* [Document excerpt]:
▽

Then you only have to configure limits for each service:

Kubernetes

Universal

apiVersion: kuma.io/v1alpha1
kind: MeshGlobalRateLimit
metadata:
  name: demo-rate-limit
  namespace: kong-mesh-system
spec:
  targetRef:
    kind: MeshService
    name: demo-app_kuma-demo_svc_5000
  from:
    - targetRef:
        kind: Mesh
      default:
        http:
          requestRate:
              num: 100
              interval: 1s    

type: MeshGlobalRateLimit
name: demo-rate-limit
mesh: default
spec:
  targetRef:
    kind: MeshService
    name: demo-app
  from:
    - targetRef:
        kind: Mesh
      default:
        http:
          requestRate:
              num: 100
              interval: 1s

Combining MeshRateLimit with MeshGlobalRateLimit

You can combine MeshRateLimit and MeshGlobalRateLimit policies. By doing this, you can specify a local limit that is more strict than the global rate limit. When the local rate limit is reached, the data plane proxy will stop sending requests to ratelimit service.

This could lower network traffic between the data plane proxy and the ratelimit service. Also, it can protect your ratelimit service from a DDoS “attack” by your services. Moreover, this could be used to more evenly distribute traffic to the ratelimit service and mitigate the problem of depleting whole limit at the beginning of the counter window. This is described in the previous section.

△

* [The problem]:
Summarize the rate-limiting excerpt above in two sentences.

* [Source excerpt]:
▽

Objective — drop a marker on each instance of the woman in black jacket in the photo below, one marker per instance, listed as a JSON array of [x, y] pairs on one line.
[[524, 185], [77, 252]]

△

* [Full solution]:
Limits are configured for each service, and Kubernetes and Universal versions of a MeshGlobalRateLimit policy set 100 HTTP requests per second for the demo-app service. MeshRateLimit can be combined with MeshGlobalRateLimit to set a stricter local limit, so that the data plane proxy stops sending requests to the ratelimit service once the local limit is reached, which can lower network traffic, protect that service from a DDoS "attack" by your services, and distribute traffic to it more evenly.